WHAT THIS TASK INVOLVES -
Pull every line containing "bird" from the listing below.

::: DATASET EXTRACT

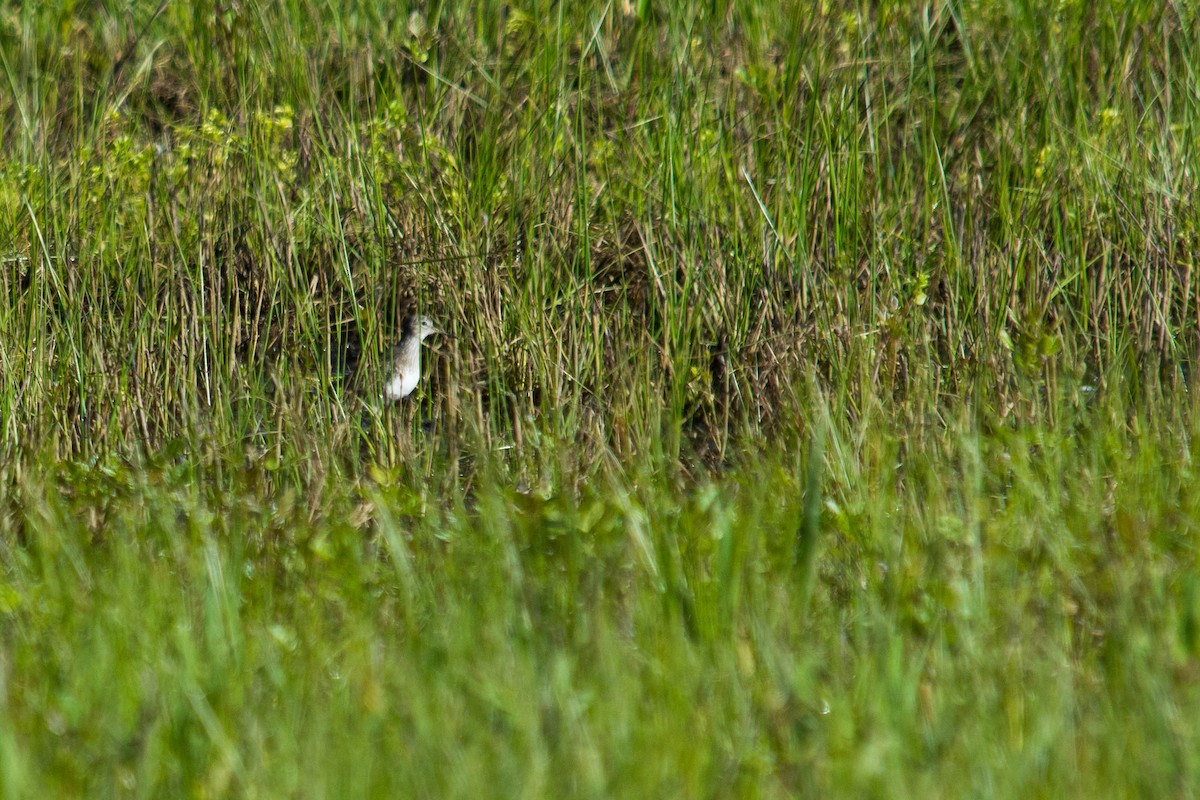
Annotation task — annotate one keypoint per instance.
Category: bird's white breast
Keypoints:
(401, 385)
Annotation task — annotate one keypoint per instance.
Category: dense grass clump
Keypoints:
(819, 419)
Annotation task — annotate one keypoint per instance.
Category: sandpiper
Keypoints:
(406, 356)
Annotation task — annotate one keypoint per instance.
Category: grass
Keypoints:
(819, 419)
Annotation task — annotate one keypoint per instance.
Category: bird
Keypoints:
(406, 356)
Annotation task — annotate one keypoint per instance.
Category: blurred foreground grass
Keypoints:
(678, 245)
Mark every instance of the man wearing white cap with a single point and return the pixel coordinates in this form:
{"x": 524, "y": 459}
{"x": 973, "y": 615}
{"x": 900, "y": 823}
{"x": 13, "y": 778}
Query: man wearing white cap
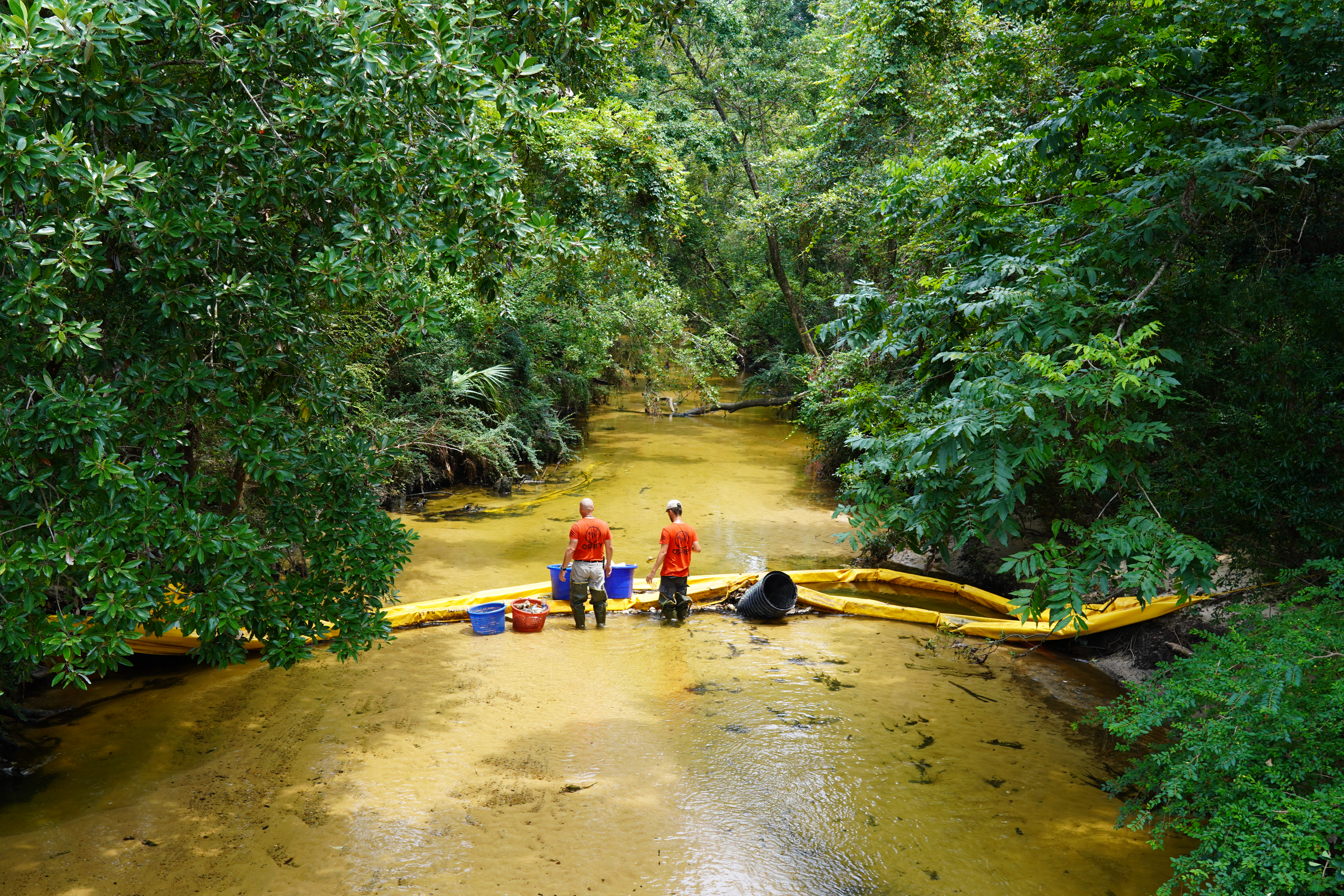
{"x": 675, "y": 546}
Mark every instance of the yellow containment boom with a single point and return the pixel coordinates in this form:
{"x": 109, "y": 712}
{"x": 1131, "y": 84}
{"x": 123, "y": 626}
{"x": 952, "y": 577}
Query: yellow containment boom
{"x": 708, "y": 590}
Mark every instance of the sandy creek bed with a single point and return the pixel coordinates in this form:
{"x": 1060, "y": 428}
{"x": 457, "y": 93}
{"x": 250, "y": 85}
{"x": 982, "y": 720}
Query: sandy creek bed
{"x": 718, "y": 761}
{"x": 821, "y": 757}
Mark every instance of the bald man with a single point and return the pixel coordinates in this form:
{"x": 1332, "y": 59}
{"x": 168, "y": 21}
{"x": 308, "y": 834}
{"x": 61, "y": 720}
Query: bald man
{"x": 591, "y": 550}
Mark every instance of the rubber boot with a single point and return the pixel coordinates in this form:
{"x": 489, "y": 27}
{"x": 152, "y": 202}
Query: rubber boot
{"x": 579, "y": 596}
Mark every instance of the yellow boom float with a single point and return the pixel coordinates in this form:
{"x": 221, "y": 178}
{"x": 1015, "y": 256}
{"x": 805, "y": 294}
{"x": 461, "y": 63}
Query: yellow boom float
{"x": 708, "y": 590}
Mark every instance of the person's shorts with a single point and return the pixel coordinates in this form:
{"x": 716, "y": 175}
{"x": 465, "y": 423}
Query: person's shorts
{"x": 673, "y": 589}
{"x": 591, "y": 573}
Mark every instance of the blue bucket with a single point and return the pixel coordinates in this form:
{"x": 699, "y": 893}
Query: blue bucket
{"x": 487, "y": 618}
{"x": 620, "y": 585}
{"x": 560, "y": 585}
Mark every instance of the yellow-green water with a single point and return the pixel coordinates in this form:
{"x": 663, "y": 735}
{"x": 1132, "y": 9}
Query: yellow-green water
{"x": 821, "y": 756}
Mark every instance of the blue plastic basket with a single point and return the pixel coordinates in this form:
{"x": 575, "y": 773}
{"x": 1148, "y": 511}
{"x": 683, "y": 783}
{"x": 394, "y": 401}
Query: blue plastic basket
{"x": 620, "y": 585}
{"x": 487, "y": 618}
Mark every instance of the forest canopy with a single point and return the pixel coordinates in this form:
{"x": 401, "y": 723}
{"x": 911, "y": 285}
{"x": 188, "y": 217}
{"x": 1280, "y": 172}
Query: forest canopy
{"x": 1057, "y": 285}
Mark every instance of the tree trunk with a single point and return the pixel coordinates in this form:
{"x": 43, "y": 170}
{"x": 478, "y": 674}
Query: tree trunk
{"x": 782, "y": 276}
{"x": 739, "y": 406}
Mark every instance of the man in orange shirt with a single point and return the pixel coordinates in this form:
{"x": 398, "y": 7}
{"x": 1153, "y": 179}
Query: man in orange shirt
{"x": 591, "y": 550}
{"x": 677, "y": 545}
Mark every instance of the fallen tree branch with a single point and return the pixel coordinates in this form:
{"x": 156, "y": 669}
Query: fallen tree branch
{"x": 739, "y": 406}
{"x": 1322, "y": 127}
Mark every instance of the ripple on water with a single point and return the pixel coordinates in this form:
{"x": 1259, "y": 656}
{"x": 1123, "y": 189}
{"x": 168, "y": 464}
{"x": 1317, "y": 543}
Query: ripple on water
{"x": 823, "y": 756}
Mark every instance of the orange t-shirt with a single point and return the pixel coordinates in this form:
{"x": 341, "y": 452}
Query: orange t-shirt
{"x": 592, "y": 534}
{"x": 679, "y": 538}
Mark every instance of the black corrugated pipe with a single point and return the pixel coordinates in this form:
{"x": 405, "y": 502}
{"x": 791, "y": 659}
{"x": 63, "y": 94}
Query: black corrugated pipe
{"x": 772, "y": 597}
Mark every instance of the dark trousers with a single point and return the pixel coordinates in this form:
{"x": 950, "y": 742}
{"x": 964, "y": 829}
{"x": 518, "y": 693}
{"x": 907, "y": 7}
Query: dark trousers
{"x": 580, "y": 594}
{"x": 673, "y": 590}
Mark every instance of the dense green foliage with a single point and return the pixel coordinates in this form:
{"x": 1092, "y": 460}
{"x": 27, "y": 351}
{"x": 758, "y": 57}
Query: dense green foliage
{"x": 1251, "y": 745}
{"x": 194, "y": 199}
{"x": 1057, "y": 280}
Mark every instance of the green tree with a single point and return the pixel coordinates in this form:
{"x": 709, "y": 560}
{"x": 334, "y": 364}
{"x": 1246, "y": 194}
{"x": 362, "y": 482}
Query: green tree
{"x": 1173, "y": 151}
{"x": 1245, "y": 747}
{"x": 194, "y": 197}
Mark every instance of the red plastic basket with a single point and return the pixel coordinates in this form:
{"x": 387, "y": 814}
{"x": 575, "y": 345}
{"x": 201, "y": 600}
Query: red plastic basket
{"x": 528, "y": 621}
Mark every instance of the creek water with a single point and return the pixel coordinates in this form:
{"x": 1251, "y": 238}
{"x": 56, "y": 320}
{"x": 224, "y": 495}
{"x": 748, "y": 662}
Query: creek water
{"x": 818, "y": 756}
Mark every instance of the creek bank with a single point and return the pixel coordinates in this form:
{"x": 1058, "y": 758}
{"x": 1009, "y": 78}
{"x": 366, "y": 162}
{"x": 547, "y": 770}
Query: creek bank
{"x": 1128, "y": 655}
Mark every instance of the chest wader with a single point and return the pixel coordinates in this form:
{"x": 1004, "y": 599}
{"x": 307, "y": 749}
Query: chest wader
{"x": 580, "y": 593}
{"x": 673, "y": 598}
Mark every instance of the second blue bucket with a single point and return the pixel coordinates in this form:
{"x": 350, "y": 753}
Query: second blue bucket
{"x": 620, "y": 585}
{"x": 487, "y": 618}
{"x": 560, "y": 590}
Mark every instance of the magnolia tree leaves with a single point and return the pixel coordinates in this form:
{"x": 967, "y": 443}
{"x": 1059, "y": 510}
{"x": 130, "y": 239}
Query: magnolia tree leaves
{"x": 193, "y": 194}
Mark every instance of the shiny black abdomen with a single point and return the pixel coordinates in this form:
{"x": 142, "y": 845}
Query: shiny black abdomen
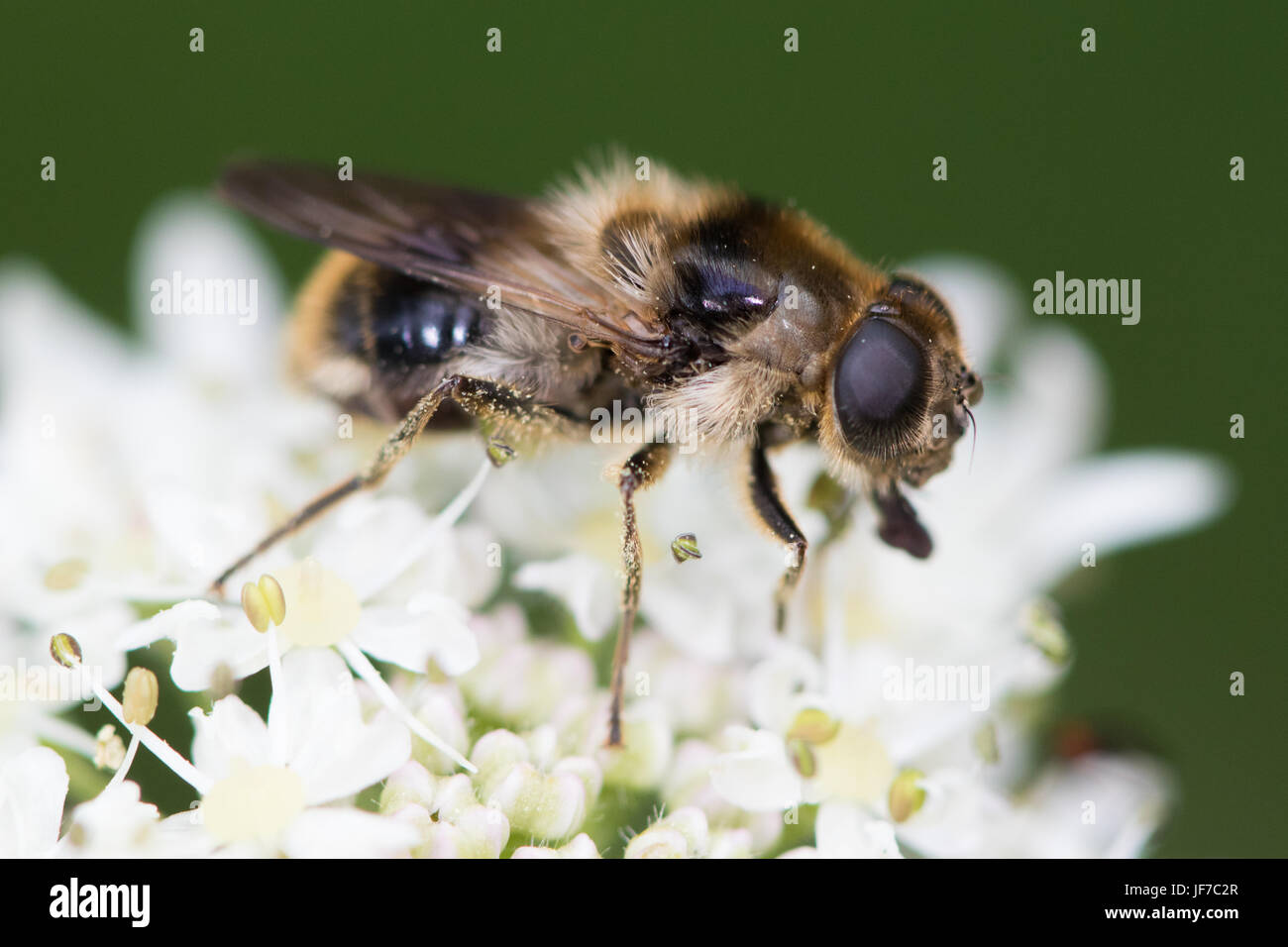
{"x": 398, "y": 324}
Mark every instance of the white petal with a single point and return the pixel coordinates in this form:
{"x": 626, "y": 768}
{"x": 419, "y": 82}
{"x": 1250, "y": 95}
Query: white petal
{"x": 33, "y": 789}
{"x": 334, "y": 832}
{"x": 585, "y": 585}
{"x": 202, "y": 241}
{"x": 429, "y": 626}
{"x": 230, "y": 731}
{"x": 317, "y": 716}
{"x": 777, "y": 684}
{"x": 844, "y": 830}
{"x": 1119, "y": 501}
{"x": 756, "y": 776}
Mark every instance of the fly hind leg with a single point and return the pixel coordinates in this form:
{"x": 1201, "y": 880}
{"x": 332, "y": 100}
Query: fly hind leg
{"x": 492, "y": 403}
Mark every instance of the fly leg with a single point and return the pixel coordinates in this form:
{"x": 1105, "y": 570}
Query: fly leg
{"x": 643, "y": 470}
{"x": 494, "y": 405}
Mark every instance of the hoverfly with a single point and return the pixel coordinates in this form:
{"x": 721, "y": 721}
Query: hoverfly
{"x": 741, "y": 320}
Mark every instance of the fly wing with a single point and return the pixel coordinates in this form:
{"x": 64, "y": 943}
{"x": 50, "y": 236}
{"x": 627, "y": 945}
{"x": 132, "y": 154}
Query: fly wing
{"x": 467, "y": 240}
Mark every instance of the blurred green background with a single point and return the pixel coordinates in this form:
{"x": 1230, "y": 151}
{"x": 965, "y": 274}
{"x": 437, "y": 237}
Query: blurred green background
{"x": 1113, "y": 163}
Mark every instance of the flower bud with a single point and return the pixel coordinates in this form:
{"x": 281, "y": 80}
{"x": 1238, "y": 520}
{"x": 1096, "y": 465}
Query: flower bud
{"x": 907, "y": 795}
{"x": 65, "y": 651}
{"x": 141, "y": 696}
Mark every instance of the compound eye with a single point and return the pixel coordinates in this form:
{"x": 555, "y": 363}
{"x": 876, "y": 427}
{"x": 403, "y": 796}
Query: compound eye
{"x": 879, "y": 379}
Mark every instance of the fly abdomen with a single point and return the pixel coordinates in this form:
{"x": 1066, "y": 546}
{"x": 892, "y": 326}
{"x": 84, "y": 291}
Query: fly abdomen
{"x": 397, "y": 322}
{"x": 423, "y": 329}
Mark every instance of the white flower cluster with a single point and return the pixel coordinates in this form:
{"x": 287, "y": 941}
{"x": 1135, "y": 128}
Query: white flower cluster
{"x": 420, "y": 705}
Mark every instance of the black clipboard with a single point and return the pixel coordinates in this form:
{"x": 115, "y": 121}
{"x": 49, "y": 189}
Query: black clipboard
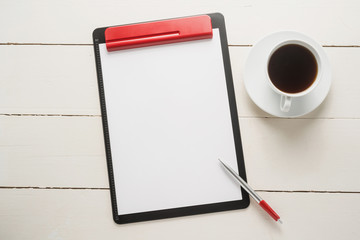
{"x": 218, "y": 22}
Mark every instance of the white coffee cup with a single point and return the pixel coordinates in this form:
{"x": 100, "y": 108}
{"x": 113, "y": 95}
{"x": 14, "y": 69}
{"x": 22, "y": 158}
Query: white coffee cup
{"x": 286, "y": 97}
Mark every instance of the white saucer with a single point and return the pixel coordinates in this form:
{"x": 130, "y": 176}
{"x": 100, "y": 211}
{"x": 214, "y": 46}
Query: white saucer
{"x": 259, "y": 89}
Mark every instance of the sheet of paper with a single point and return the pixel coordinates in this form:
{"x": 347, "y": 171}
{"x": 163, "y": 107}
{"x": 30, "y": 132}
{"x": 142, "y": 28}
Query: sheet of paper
{"x": 169, "y": 122}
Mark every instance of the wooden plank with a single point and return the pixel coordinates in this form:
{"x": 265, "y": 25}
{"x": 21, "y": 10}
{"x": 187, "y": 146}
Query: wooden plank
{"x": 62, "y": 80}
{"x": 280, "y": 154}
{"x": 48, "y": 80}
{"x": 302, "y": 154}
{"x": 86, "y": 214}
{"x": 330, "y": 22}
{"x": 52, "y": 151}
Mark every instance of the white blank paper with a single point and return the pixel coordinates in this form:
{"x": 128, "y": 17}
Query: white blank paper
{"x": 169, "y": 121}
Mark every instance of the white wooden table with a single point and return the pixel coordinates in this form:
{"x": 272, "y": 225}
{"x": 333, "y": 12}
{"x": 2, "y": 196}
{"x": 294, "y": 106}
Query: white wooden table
{"x": 53, "y": 176}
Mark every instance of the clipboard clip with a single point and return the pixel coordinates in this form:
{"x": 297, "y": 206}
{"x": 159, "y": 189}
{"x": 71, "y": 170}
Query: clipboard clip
{"x": 159, "y": 32}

::::::

PROBLEM SOLUTION -
Category: bird's white breast
Category: bird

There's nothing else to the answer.